- _Input_:
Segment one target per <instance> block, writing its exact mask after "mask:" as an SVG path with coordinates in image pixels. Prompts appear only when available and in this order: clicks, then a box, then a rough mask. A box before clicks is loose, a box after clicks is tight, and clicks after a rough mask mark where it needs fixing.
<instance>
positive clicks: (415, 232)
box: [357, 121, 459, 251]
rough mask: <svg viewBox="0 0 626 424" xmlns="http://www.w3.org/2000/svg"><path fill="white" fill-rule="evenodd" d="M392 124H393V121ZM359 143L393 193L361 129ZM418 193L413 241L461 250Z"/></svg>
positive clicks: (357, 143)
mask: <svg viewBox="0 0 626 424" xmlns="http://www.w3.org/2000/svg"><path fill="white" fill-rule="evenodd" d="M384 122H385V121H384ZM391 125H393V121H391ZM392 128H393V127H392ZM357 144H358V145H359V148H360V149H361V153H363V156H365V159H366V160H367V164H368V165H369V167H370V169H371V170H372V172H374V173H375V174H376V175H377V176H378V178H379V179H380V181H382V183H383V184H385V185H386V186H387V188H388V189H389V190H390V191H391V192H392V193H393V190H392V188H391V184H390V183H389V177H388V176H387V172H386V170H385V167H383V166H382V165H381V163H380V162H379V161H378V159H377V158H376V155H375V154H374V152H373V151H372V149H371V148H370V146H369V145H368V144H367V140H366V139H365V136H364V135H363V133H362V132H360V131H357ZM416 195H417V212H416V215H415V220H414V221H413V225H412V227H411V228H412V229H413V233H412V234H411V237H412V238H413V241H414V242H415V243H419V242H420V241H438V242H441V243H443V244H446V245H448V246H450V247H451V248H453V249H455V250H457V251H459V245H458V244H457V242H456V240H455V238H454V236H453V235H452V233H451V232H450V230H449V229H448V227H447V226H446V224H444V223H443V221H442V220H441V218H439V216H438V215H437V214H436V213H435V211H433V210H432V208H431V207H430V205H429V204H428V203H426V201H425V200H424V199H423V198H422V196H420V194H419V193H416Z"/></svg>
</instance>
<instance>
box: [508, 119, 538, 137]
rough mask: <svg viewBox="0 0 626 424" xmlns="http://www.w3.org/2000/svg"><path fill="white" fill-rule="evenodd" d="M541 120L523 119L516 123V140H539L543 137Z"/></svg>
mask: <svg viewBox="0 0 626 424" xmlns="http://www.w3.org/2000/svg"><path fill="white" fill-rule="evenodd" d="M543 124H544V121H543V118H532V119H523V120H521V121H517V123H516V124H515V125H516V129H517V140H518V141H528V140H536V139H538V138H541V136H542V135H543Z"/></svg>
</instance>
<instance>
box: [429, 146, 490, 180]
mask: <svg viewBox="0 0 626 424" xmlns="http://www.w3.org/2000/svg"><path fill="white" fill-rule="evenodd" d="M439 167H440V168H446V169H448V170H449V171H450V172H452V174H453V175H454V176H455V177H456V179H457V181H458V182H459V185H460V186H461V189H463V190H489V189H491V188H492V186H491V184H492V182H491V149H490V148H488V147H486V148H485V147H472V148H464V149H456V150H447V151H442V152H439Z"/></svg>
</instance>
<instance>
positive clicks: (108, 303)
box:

- _Work order_: The records above should be returned exactly.

- _Task output_:
Segment one target per <instance> block, writing its exact mask after "mask:" as an SVG path with coordinates in image pixels. Prompts appear only when available and in this order: clicks, then a box, then a rough mask. A box before clicks is loose, a box after clicks is tight, and clicks after a rough mask mark where it needs fixing.
<instance>
positive clicks: (415, 232)
box: [357, 121, 459, 251]
rough mask: <svg viewBox="0 0 626 424" xmlns="http://www.w3.org/2000/svg"><path fill="white" fill-rule="evenodd" d="M392 124H393V121ZM359 143L393 193L361 129ZM418 193L413 241L461 250Z"/></svg>
positive clicks: (357, 143)
mask: <svg viewBox="0 0 626 424" xmlns="http://www.w3.org/2000/svg"><path fill="white" fill-rule="evenodd" d="M384 122H385V121H384ZM391 125H393V121H391ZM392 128H393V127H392ZM357 144H358V145H359V148H360V149H361V153H363V156H365V159H366V160H367V164H368V165H369V167H370V169H371V170H372V172H374V173H375V174H376V175H377V176H378V178H379V179H380V181H382V183H383V184H385V185H386V186H387V188H388V189H389V190H390V191H391V192H392V193H393V190H392V188H391V184H390V183H389V177H388V176H387V172H386V170H385V167H383V166H382V165H381V163H380V162H379V161H378V159H377V158H376V155H375V154H374V152H373V151H372V149H371V148H370V146H369V145H368V144H367V140H366V139H365V136H364V135H363V133H362V132H360V131H357ZM416 195H417V212H416V215H415V220H414V221H413V225H412V227H411V228H412V229H413V233H412V234H411V237H412V238H413V241H414V242H415V243H419V242H420V241H438V242H441V243H443V244H446V245H448V246H450V247H451V248H453V249H455V250H457V251H459V245H458V244H457V242H456V240H455V238H454V236H453V235H452V233H451V232H450V230H449V229H448V227H447V226H446V224H444V223H443V221H442V220H441V218H439V216H438V215H437V214H436V213H435V211H433V210H432V208H431V207H430V205H429V204H428V203H426V201H425V200H424V199H423V198H422V196H420V194H419V193H416Z"/></svg>
</instance>
<instance>
box: [508, 119, 538, 137]
rough mask: <svg viewBox="0 0 626 424" xmlns="http://www.w3.org/2000/svg"><path fill="white" fill-rule="evenodd" d="M541 120L523 119L516 123V140H539L543 137Z"/></svg>
mask: <svg viewBox="0 0 626 424" xmlns="http://www.w3.org/2000/svg"><path fill="white" fill-rule="evenodd" d="M543 124H544V121H543V118H532V119H523V120H521V121H517V123H516V124H515V125H516V129H517V140H518V141H528V140H536V139H538V138H541V136H542V135H543Z"/></svg>
</instance>
<instance>
box: [429, 146, 490, 180]
mask: <svg viewBox="0 0 626 424" xmlns="http://www.w3.org/2000/svg"><path fill="white" fill-rule="evenodd" d="M439 167H440V168H446V169H448V170H449V171H450V172H452V174H453V175H454V176H455V177H456V179H457V181H458V182H459V185H460V186H461V189H463V190H489V189H491V188H492V186H491V184H492V182H491V149H490V148H488V147H486V148H485V147H472V148H464V149H456V150H447V151H442V152H439Z"/></svg>
</instance>
<instance>
positive clicks: (108, 303)
box:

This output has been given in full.